### [Actividades propuestas]
(a) Según el texto sobre el Terror, ¿qué proporción de la población de la época representa el balance total de muertos?
(b) Indica si cada afirmación concuerda con el texto sobre el Terror, y cita las palabras del texto que lo deciden: (i) Madame Roland habría pronunciado la frase mientras subía a la guillotina. (ii) El balance del Terror cuenta solo las víctimas de uno de los bandos de la guerra civil. (iii) A la escala de la Francia actual, el balance alcanzaría cerca de 600.000 muertos.
(c) Prolonga el texto sobre el Terror a partir de su última oración.

### [Fragmento de página]
__________________________________________________

Regenerar la humanidad: un proyecto totalitario

«Libertad, cuántos crímenes se cometen en tu nombre». Después de dos siglos, la frase, atribuida a madame Roland, que la habría pronunciado mientras subía a la guillotina, mantiene su vibración terrible. Sumando las condenas capitales pronunciadas por la instancia judicial, las ejecuciones sumarias, los fallecimientos en la cárcel y las víctimas de la guerra civil (mezclados ambos bandos), el balance total del Terror alcanza los 200.000 o 300.000 muertos. Es decir, el 1% de la población de la época. A la escala de la Francia actual, ¡alcanzaría cerca de 600.000 muertos!

__________________________________________________

### [Extracto de datos]
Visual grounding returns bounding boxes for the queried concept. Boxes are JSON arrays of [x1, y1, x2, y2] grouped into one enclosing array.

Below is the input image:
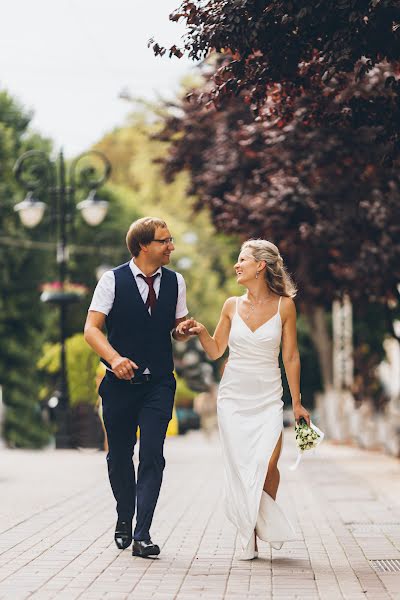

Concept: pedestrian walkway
[[0, 432, 400, 600]]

__________________________________________________

### [Respuestas escritas]
(a) El 1% de la población de la época.

(b)
(i) Sí: «que la habría pronunciado mientras subía a la guillotina».
(ii) No: «(mezclados ambos bandos)».
(iii) Sí: «A la escala de la Francia actual, ¡alcanzaría cerca de 600.000 muertos!».

(c)
A pesar de las ideas recibidas, la primera víctima de esta hecatombe fue el pueblo francés. «Los aristócratas a las farolas», canta la Carmagnole. Pero durante la Revolución, un «aristócrata» no es un miembro de la nobleza: ya fuera artesano o campesino, es un rebelde en contra del nuevo régimen. «La palabra aristócrata significa, en general, un enemigo de la Revolución —señala Thomas Paine—. Se utiliza sin darle el sentido particular que se unía antaño a la aristocracia»[134]. Contabilidad macabra, los estudios estadísticos muestran que los guillotinados eran: un 31% obreros o artesanos, un 28% campesinos, un 20% comerciantes o especuladores. Los nobles y los eclesiásticos suministraron respectivamente sólo un 9% y un 7% de las víctimas.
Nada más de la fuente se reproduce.